BEGIN TEXT EXCERPT

And guess what company owned and operated the Trinoma mall! Yes, it was none other than the Ayala group, the leading competitor of the SM group in mall operation. Remember that the Ayala group also figured prominently in another government attempt to derail the SM group in another project: the Aura mall in Bonifacio Global City.
Last year, our hero Abaya floated to media that the DOTC was toying with the idea to relocate the station. With Abaya’s announcement, SMPHI naturally tried to follow up the project with DOTC, which did not respond to the company at all.
Recently, without any official notice to SMPHI, the DOTC on its own changed the government plan, relocating the station to Trinoma without much ado, even folding it into the bidding for the extension project for LRT-1 called the Cavite extension project.
Look at that—the “common” station project and the Cavite extension project were at the opposite sides of the metropolis, and to our beloved DOTC, they should only be one and the same? Come on, boss, did you really think that the guys down here were that stupid?

END TEXT EXCERPT

▶ **WHAT TO WORK ON**
- A) Transcribe the commentary on the common station project, everything from "Last year, our" down to "company at all.".
- B) Answer these questions about the commentary on the common station project.
(i) Which group owned and operated the Trinoma mall?
(ii) What did Abaya float to media last year?
(iii) Into which bidding did the DOTC fold the relocated station?
The data that follows is taken from a separate source.

BEGIN RAW DATA

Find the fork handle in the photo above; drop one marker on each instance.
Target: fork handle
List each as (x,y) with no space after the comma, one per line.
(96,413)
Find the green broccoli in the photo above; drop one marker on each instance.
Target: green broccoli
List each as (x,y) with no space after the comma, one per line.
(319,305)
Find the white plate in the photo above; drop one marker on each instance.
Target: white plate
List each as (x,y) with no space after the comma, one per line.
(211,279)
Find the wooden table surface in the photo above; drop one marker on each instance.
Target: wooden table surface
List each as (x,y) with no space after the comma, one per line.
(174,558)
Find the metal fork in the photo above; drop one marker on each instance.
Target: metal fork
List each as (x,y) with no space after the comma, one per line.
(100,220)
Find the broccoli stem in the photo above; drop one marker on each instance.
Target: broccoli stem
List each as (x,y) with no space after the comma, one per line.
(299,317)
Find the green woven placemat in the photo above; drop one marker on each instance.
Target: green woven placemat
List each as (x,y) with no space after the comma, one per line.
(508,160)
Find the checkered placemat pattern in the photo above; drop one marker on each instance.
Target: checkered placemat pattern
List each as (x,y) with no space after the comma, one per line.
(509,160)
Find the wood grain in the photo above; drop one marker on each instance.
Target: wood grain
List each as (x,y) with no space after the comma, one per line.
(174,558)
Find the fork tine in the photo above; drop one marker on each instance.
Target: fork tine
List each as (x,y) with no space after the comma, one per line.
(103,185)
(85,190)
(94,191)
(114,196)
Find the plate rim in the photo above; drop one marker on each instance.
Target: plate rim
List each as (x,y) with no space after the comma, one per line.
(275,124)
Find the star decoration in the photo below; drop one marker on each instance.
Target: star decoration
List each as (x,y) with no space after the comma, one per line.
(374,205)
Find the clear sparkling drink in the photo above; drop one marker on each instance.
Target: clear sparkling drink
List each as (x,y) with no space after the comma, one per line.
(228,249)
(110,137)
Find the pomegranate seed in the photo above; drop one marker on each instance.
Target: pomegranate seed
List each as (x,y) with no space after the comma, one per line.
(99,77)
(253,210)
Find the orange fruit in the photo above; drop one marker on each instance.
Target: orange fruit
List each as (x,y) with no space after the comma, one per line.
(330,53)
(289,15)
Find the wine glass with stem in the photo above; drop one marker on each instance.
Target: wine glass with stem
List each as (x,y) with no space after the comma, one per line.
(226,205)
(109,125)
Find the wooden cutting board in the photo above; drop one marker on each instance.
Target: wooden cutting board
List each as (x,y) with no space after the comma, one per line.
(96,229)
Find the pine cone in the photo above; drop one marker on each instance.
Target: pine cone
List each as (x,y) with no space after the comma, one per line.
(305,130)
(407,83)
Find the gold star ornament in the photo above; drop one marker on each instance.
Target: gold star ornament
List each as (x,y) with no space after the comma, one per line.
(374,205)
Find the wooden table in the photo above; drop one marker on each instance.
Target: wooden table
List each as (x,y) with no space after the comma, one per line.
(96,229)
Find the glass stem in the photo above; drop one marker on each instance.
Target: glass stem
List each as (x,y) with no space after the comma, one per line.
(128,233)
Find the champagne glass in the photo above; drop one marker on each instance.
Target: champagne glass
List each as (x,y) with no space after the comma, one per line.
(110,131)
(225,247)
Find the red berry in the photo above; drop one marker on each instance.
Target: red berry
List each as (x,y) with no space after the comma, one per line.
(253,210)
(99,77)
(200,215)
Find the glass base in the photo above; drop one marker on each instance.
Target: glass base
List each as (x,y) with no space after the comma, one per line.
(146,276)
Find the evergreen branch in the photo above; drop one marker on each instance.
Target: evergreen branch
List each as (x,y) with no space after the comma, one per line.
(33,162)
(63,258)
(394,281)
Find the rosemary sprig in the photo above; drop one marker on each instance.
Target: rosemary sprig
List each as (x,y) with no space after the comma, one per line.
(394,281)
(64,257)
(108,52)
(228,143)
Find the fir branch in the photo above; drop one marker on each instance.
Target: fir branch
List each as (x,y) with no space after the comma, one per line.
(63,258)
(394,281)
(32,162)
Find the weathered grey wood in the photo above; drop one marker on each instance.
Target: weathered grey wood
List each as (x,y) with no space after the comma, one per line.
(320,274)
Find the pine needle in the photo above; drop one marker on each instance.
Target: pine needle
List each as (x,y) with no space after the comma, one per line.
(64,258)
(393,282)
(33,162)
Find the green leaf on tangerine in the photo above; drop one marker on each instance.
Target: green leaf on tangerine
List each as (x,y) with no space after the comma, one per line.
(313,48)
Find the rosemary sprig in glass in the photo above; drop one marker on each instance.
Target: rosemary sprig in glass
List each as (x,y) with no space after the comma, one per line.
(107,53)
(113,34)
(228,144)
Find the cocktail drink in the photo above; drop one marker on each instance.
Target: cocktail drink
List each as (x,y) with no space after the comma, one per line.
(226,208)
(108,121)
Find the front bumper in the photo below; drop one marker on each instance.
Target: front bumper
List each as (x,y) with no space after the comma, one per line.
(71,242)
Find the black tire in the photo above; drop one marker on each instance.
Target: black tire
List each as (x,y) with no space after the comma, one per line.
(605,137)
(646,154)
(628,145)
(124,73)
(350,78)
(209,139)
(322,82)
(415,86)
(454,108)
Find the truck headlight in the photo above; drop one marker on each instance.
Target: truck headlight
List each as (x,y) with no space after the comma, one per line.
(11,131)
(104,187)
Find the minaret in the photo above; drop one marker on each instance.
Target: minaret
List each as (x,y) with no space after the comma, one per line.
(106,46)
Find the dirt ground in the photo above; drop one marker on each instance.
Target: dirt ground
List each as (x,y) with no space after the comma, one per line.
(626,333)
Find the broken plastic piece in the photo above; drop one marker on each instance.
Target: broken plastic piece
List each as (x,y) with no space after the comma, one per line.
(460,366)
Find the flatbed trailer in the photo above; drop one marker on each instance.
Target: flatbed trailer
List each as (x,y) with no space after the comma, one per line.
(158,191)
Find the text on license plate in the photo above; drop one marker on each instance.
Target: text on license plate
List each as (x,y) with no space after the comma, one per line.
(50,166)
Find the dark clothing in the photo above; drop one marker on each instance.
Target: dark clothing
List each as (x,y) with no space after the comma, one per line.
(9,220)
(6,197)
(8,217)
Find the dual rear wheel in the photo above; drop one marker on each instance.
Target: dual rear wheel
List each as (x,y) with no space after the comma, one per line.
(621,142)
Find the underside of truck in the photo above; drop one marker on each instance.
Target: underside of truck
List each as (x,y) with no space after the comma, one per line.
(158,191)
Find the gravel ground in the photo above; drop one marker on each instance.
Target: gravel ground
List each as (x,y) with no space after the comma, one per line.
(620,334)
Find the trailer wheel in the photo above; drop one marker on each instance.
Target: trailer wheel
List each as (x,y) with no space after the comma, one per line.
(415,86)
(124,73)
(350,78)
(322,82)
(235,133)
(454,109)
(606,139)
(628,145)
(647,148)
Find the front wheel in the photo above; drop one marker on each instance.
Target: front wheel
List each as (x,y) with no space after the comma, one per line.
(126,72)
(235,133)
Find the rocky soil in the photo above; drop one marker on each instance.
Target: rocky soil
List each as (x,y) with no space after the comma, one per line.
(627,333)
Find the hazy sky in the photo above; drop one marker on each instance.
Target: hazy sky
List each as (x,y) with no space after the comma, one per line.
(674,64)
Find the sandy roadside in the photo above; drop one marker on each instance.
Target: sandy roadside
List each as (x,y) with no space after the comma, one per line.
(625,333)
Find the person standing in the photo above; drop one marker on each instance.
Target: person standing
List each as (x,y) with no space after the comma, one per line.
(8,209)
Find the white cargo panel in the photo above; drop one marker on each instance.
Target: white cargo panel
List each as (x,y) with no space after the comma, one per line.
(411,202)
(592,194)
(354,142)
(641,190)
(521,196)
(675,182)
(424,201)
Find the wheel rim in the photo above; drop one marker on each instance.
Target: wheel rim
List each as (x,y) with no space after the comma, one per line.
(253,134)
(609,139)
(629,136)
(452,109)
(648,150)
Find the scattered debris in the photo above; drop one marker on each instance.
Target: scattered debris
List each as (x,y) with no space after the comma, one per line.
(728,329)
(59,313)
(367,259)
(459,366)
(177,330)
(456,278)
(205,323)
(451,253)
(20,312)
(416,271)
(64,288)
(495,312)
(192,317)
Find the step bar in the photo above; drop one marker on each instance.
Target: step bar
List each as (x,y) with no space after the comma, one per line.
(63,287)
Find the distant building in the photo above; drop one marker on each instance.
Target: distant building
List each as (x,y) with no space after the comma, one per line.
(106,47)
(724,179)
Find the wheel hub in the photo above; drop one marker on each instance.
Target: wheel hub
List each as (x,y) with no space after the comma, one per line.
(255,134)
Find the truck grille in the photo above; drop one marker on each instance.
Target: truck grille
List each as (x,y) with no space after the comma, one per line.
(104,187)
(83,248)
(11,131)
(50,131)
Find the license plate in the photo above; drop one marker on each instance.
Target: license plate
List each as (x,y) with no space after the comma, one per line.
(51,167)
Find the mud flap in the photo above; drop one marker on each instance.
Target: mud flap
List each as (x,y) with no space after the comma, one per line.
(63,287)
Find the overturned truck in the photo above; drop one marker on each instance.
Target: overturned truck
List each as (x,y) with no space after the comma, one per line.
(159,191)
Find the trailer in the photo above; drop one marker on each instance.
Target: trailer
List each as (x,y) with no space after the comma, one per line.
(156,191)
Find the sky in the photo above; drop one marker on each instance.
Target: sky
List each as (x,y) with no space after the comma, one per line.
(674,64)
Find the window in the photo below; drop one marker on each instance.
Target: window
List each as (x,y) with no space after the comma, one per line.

END RAW DATA

▶ **RESULTS IN ORDER**
- A)
Last year, our hero Abaya floated to media that the DOTC was toying with the idea to relocate the station. With Abaya’s announcement, SMPHI naturally tried to follow up the project with DOTC, which did not respond to the company at all.

- B)
(i) The Ayala group.
(ii) That the DOTC was toying with the idea to relocate the station.
(iii) The bidding for the LRT-1 extension project called the Cavite extension project.